* The problem: Report how many of the lines below contain the string "ridge". Give only the number.

⟨

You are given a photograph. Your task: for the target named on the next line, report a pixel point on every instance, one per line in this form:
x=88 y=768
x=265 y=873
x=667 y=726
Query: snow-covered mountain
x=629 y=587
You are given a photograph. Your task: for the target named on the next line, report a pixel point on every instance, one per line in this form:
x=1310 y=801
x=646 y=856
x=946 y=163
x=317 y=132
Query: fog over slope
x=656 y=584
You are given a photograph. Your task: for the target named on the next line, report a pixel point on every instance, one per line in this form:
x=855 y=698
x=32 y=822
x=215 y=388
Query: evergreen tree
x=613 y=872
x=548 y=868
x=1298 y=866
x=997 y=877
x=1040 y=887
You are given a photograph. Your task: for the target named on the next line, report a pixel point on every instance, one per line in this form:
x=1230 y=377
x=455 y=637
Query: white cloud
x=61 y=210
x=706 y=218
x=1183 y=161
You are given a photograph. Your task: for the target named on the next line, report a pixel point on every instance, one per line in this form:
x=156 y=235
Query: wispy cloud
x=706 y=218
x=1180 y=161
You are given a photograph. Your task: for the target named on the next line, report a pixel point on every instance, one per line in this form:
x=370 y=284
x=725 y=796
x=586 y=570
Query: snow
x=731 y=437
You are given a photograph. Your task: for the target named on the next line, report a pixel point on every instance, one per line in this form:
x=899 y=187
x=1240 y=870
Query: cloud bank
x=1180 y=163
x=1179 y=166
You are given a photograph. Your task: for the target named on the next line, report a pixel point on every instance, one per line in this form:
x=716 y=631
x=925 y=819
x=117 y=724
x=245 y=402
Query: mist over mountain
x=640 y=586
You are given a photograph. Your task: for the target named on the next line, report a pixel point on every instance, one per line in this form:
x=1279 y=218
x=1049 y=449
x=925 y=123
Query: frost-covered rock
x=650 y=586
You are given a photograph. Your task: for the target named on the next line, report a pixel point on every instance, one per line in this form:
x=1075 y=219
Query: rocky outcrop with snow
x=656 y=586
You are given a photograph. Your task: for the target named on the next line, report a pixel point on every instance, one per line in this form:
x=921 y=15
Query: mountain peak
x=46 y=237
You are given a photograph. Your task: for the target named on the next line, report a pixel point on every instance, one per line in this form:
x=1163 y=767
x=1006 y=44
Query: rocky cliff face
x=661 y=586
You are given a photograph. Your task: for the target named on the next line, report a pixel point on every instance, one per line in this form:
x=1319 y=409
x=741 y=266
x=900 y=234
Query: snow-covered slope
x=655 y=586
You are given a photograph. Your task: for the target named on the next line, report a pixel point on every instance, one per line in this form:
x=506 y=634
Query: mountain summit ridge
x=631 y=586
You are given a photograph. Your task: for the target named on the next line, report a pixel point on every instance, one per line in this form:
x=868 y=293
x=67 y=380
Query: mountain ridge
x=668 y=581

⟩

* Right answer: 2